◆ **PASSAGE**
Re: [VOTE] Release Apache Spark 1.6.0 (RC1)

taishi takahashi Thu, 03 Dec 2015 01:49:01 -0800

Excuse me,

I'm working on SPARK-10259.(this parent issue is SPARK-7751.)
https://issues.apache.org/jira/browse/SPARK-10259


This issues's purpose is to add @Since annotation to stable and experimenal
methods in MLlib.

in SPARK-7751, this and this children issues' target version is v.1.6.0,
but some issue is in progress.
(One of the reasons is delay of my work. For the present, I'm waiting for
Jenkins's test.)

if these issues is merged in v.1.6.0, please run Jenkins's test for
SPARK-10259.

Thanks,
Hiroshi Takahashi

2015-12-03 11:13 GMT+09:00 Ted Yu <yuzhih...@gmail.com>:

> +1
>
> Ran through test suite (minus docker-integration-tests) which passed.
>
> Overall experience was much better compared with some of the prior RC's.

◆ **MATERIAL PROVIDED**
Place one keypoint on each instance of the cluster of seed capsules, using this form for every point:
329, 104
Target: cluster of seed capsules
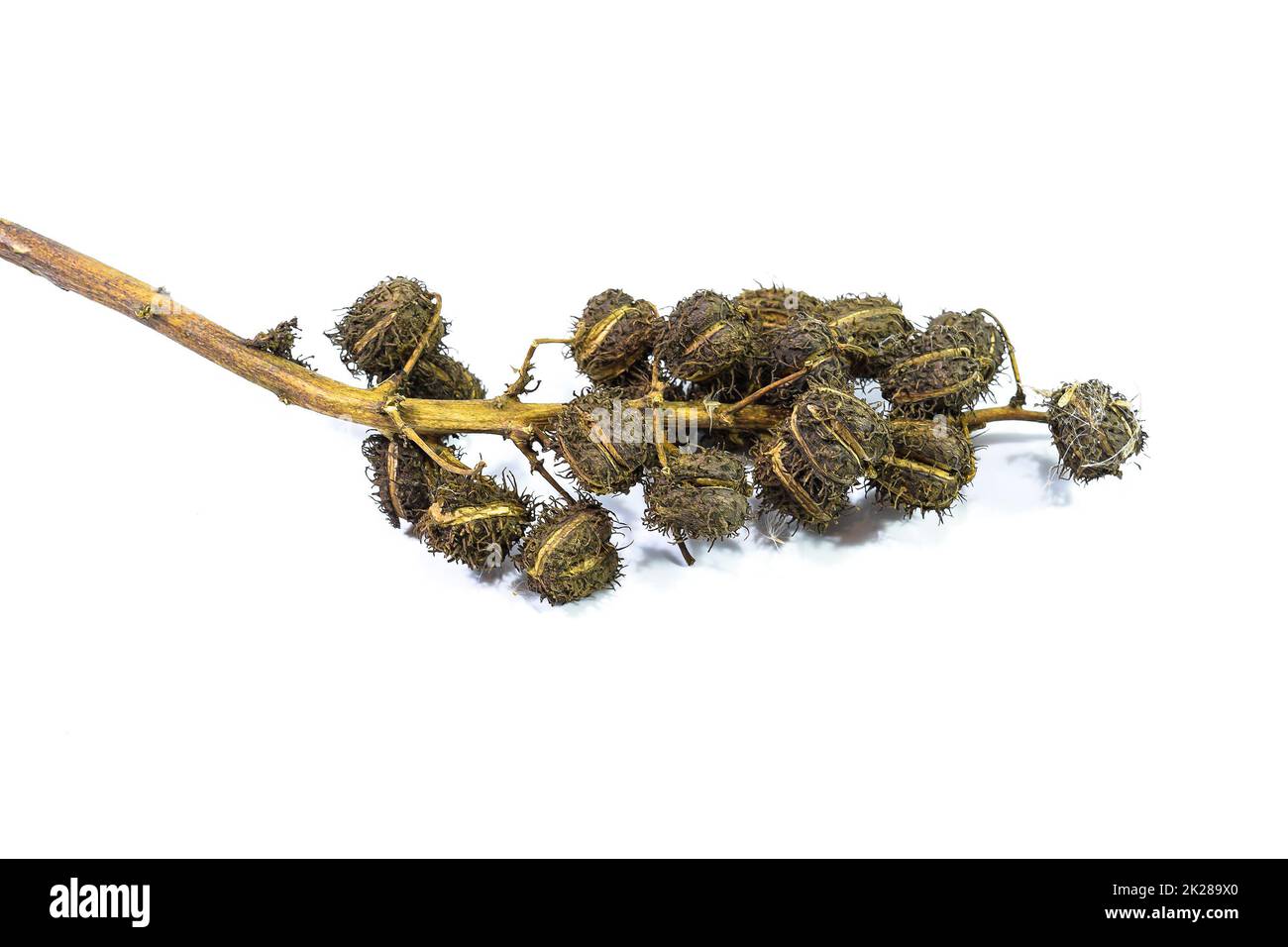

◆ **WHAT YOU HAVE TO DO**
Reproduce word for word the section of the Spark vote reply above that opens with the words containing "https://issues.apache.org/jira/browse/SPARK-10259" and closes with "is in progress.".

◆ **COMPLETED TASK**
https://issues.apache.org/jira/browse/SPARK-10259


This issues's purpose is to add @Since annotation to stable and experimenal
methods in MLlib.

in SPARK-7751, this and this children issues' target version is v.1.6.0,
but some issue is in progress.